[Start Dataset records]

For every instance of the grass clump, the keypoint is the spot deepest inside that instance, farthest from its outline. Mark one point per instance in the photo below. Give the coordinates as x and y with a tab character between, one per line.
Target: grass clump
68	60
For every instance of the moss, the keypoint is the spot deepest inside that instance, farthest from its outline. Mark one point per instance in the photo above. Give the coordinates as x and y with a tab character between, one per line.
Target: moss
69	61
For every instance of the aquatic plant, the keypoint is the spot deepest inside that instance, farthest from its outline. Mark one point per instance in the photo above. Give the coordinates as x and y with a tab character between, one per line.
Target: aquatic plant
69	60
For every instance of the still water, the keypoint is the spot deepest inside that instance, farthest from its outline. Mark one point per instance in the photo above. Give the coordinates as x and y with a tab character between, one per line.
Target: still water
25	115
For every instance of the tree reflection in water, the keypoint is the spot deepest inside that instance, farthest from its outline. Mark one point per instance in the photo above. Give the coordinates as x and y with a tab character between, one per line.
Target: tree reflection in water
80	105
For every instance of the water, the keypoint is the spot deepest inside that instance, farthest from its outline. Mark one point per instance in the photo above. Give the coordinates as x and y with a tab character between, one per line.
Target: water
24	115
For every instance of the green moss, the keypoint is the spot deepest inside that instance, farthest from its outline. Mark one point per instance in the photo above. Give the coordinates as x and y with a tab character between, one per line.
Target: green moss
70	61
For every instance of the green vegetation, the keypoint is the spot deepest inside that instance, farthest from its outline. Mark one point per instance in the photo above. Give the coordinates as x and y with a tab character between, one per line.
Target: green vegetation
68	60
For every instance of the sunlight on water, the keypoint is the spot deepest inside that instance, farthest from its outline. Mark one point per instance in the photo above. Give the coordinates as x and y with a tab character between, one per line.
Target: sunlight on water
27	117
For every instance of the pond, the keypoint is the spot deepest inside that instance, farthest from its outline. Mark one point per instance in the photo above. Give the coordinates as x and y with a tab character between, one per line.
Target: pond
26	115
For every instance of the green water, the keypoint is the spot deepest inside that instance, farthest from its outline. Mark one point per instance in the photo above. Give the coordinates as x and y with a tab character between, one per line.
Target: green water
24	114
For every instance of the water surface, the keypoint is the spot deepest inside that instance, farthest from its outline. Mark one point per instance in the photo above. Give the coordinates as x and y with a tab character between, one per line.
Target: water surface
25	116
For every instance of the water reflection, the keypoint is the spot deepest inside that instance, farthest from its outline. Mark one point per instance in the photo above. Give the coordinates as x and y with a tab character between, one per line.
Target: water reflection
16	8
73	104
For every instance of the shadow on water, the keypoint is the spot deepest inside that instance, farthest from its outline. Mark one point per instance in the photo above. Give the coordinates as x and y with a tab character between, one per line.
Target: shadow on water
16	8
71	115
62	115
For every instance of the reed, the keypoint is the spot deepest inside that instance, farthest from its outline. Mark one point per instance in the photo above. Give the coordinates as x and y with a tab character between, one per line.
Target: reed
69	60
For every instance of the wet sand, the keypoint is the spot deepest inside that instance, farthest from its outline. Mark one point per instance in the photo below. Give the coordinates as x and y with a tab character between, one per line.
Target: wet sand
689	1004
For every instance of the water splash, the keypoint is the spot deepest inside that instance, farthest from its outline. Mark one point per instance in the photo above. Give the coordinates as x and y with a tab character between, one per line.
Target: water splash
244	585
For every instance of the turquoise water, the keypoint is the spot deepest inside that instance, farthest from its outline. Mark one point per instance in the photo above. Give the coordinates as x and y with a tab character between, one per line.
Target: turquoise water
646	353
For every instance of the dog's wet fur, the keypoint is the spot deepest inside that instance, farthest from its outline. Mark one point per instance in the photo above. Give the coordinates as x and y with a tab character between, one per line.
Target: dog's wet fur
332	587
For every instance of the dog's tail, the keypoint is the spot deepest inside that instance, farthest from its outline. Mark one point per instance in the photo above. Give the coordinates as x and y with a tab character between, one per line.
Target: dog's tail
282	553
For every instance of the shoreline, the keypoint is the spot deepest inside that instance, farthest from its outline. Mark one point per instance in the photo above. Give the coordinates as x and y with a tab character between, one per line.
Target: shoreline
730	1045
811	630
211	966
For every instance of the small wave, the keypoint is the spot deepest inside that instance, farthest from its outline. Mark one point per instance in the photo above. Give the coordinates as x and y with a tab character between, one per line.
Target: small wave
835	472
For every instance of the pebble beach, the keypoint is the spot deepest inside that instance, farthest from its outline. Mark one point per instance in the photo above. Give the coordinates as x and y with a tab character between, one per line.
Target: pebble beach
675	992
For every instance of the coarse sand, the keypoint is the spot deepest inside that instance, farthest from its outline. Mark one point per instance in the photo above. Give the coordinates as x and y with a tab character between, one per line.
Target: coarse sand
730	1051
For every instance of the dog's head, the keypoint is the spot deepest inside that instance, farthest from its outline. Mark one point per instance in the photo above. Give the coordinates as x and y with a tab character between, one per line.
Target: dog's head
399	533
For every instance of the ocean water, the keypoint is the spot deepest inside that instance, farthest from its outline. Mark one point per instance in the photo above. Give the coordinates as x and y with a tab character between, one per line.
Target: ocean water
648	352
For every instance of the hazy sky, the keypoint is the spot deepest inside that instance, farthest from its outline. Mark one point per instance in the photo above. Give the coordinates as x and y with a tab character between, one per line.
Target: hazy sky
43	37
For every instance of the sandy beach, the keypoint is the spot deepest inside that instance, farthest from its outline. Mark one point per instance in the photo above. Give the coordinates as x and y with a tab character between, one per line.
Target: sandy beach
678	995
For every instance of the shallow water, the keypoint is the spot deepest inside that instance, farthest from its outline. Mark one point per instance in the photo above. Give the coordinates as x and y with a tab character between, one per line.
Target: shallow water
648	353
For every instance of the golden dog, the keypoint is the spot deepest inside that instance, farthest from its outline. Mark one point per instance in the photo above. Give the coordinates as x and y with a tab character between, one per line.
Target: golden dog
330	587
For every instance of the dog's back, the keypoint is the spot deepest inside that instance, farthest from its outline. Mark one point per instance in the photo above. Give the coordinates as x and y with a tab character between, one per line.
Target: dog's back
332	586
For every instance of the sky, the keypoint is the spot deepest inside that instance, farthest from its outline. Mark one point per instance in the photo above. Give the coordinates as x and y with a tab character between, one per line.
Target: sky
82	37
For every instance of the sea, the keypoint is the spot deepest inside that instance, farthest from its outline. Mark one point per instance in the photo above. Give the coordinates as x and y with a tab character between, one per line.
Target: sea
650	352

[End Dataset records]

Problem description
Substitute "farthest from its boundary" for "farthest from its outline" throughout the items above and reproduce them with no other change.

Response to the exercise
For every instance of the grass clump, the keypoint is the spot deepest inside that instance, farthest from its boundary. Mark one point per instance in the photo below. Give the coordinates as x and y with a tab character between, one per line.
Target: grass clump
68	60
For every instance of the moss, the keypoint is the spot deepest inside that instance, farthest from its boundary. Mark one point per instance in the photo above. Give the coordinates as x and y with a tab character between, one per line.
Target: moss
69	61
For every instance of the aquatic plant, the keypoint is the spot deepest inside that instance, farthest from its boundary. Mark one point per instance in the photo above. Give the coordinates as x and y with a tab character between, one per line.
Target: aquatic plant
69	60
For every instance of the still water, the keypoint is the spot deepest inside that instance, farthest from its boundary. Mark one point per instance in the photo above. Give the coordinates as x and y with a tab character between, one per line.
Target: still water
25	115
For every instance of the tree reflection in water, the keypoint is the spot deepest inside that instance, farthest from its boundary. Mark one point per instance in the photo above. Give the coordinates as x and y with a tab character between, one per line.
Target: tree reflection in water
80	105
For every instance of the water, the keypoint is the spot deepest inside that instance, farthest from its boundary. Mark one point per instance in the photo above. Give the coordinates as x and y with a tab character between, one per line.
Target: water
24	115
For every instance of the green moss, the keypoint is the spot deepest inside that instance, farthest from its boundary. Mark one point per instance in the photo above. Give the coordinates as x and y with a tab character between, one per line.
Target: green moss
70	61
For every instance of the green vegetation, the keypoint is the spot deepest inside that instance, farthest from its boundary. Mark one point per instance in the photo above. Give the coordinates as x and y with a tab character between, one per line.
Target: green vegetation
68	60
For every instance of the sunlight on water, the keypoint is the spot deepest inside that instance, farthest from its boundary. Mark one point per instance in the photo above. Give the coordinates as x and y with a tab character between, one per line.
Target: sunlight on water
27	117
For every instance of the pond, the keypoint is the spot deepest inside that instance, farthest from its boundary. Mark one point per instance in the photo above. Give the coordinates as x and y with a tab character between, one per line.
Target: pond
26	115
For every instance of the green water, the keypoint is the spot deepest inside that instance, farthest from its boundary. Mark one point per instance in the photo above. Give the coordinates as x and y with a tab character between, one per line.
Target: green water
24	114
For every instance of the water surface, the keypoint is the spot deepest inside that instance, farthest from its boundary. Mark one point per instance in the photo above. Give the coordinates as x and y with a tab character between, one per line.
Target: water surface
25	116
For every instance of the water reflection, the keypoint is the spot deepest inside that instance, farthest from its boundary. Mark one point per instance in the photo above. Give the coordinates as x and y with a tab character between, one per line.
Target: water reflection
16	8
73	104
For every instance of the shadow on water, the keypoint is the spot deepest inside that instance, farthest from its boundary. Mark one point per instance in the photo above. Give the coordinates as x and y with a tab character between, one per line.
Target: shadow on water
16	8
71	115
62	115
For every instance of the reed, the keypoint is the spot deepest inside that instance, farthest from its boundary. Mark one point per instance in the photo above. Give the coordinates as x and y with a tab character between, one per line.
Target: reed
69	60
For every instance of the wet sand, the keypoint is the spot deepest inside that instance, farthest from its boundary. Mark one point per instance in the photo below. Give the coordinates as x and y with a tab character between, one per line.
Target: wet sand
689	1004
For every instance of the water splash, the keypoint is the spot deepest inside that instance, farthest from its boundary. Mark one point per instance in the photo above. Give the coordinates as x and y with a tab character between, one per line.
Target: water splash
244	585
For every instance of the turquoise water, the keypoint is the spot deepest inside that instance, farthest from its boundary. Mark one point per instance in the photo above. Give the coordinates as x and y with a tab character between, one per line.
Target: turquoise water
646	353
For every instance of the dog's wet fur, the keypoint is the spot deepest inside that instance, farthest from its boundary. Mark one point per instance in the photo above. Give the coordinates as x and y with a tab character between, one per line.
Target: dog's wet fur
332	587
For every instance of the dog's tail, the keypoint is the spot deepest inside that instance, farthest from its boundary. Mark one point per instance in the photo above. Give the coordinates as x and y with a tab character between, one per line.
Target: dog's tail
282	553
For every instance of the shoreline, the keypoint is the spot deepest inside that instance, farthest from its boundary. Mark one point per instance in the photo above. Give the coordinates as x and y with a tab character between, one per line.
Target: shoreline
730	1045
811	630
211	966
For every instance of the small wave, the keypoint is the spot deepest inside that instance, farthest from its boundary. Mark one point per instance in the photo above. Give the coordinates as x and y with a tab character between, one per line.
Target: small wave
835	472
For every instance of the pebble beach, the keypoint is the spot deepest inside that instance, farthest from its boundary. Mark one point per instance in the photo above. Give the coordinates as x and y with a tab character between, one per line.
Target: pebble beach
675	992
For every instance of the coarse sand, the keypoint is the spot deepest inside that instance, farthest from its boundary. Mark one point per instance in the photo above. Give the coordinates as x and y with a tab character between, one per line.
Target: coarse sand
730	1051
For every instance of the dog's head, the keypoint is the spot deepest inside that instance, farthest from its boundary. Mark one point per instance in the photo above. Give the coordinates as x and y with a tab character between, one per line.
Target: dog's head
399	533
For every instance of the ocean water, the keypoint is the spot deepest inside that instance, farthest from its boundary. Mark one point per instance in the photo above. Give the coordinates as x and y with a tab character between, one per line.
Target: ocean water
648	352
For every instance of the hazy sky, the keypoint is the spot deepest inside that instance, farthest from its boundary. Mark one point per instance in the photo above. Give the coordinates as x and y with a tab character between, one per line.
Target: hazy sky
43	37
For every instance of the sandy beach, the keypoint is the spot deepest inside that instance, farthest from its boundary. Mark one point per instance in the photo above. Give the coordinates as x and y with a tab character between, one per line.
Target: sandy beach
678	995
For every instance of the shallow water, the keypoint is the spot deepest inside that instance, farthest from its boundary. Mark one point per instance in the photo above. Give the coordinates as x and y with a tab character between, one per line.
Target: shallow water
648	353
For every instance of the golden dog, the keypoint is the spot deepest inside that instance, farthest from its boundary. Mark one point per instance in the photo above. Give the coordinates as x and y with a tab character between, one per line.
Target: golden dog
330	587
For every instance of the dog's back, the keypoint is the spot deepest inside that instance, farthest from its boundary. Mark one point per instance in the photo above. Give the coordinates as x and y with a tab character between, one per line.
Target: dog's back
332	586
For every instance of the sky, the keypoint is the spot deepest inside that instance, farthest from its boundary. Mark one point per instance in the photo above. Give the coordinates as x and y with a tab character between, one per line.
Target: sky
82	37
For every instance of the sea, the keypoint is the spot deepest inside that instance, farthest from its boundary. Mark one point per instance in the photo above. Give the coordinates as x and y with a tab character between, one per line.
Target: sea
650	352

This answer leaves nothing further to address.